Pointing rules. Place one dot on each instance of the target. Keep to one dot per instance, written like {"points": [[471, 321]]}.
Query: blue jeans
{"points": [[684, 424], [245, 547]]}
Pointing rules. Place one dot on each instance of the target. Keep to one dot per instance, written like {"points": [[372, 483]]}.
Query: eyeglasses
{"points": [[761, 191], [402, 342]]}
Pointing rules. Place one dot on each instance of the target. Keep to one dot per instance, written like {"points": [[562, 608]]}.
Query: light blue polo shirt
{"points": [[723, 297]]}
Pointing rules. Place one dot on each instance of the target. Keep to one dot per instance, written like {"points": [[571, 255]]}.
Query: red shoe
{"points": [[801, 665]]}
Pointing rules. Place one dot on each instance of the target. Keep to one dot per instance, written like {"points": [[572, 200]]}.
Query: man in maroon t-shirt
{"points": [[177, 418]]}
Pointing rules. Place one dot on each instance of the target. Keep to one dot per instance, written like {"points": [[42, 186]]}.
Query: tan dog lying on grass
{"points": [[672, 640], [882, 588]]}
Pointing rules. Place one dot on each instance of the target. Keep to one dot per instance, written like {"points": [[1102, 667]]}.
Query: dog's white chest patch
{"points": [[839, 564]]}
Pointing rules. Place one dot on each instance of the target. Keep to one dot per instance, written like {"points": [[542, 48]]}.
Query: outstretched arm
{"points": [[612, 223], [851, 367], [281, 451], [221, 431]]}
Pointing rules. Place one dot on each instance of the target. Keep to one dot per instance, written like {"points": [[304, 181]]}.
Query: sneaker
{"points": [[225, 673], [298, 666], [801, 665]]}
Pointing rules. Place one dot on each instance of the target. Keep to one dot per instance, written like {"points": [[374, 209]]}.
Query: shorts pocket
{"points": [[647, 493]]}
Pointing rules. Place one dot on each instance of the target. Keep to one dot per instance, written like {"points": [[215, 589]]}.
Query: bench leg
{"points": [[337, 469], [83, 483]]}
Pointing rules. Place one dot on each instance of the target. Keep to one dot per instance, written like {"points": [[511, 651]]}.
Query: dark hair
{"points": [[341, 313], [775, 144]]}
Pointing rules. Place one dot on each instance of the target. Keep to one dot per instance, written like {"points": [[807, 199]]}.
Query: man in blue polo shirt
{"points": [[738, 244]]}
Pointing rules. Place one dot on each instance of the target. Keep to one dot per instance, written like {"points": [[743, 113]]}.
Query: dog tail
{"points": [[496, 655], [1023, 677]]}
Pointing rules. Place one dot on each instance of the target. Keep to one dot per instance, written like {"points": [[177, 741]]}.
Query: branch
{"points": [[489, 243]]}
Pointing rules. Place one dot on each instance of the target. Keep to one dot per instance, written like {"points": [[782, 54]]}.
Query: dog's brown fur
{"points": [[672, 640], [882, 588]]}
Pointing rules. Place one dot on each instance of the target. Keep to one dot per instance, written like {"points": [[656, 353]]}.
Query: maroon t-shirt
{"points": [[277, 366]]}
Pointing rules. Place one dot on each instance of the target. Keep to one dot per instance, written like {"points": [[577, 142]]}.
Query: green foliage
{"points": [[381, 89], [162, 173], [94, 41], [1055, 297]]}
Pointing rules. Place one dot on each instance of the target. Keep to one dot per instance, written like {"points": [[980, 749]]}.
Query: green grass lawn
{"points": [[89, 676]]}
┄┄┄┄┄┄┄┄┄┄
-- TASK TO COMPLETE --
Copy out each line of the listing that contains the string "shirt", counting only matches with the same capitalization.

-- FINAL RESULT --
Query: light blue polo shirt
Query: man in maroon t-shirt
Query: man in blue polo shirt
Query: maroon t-shirt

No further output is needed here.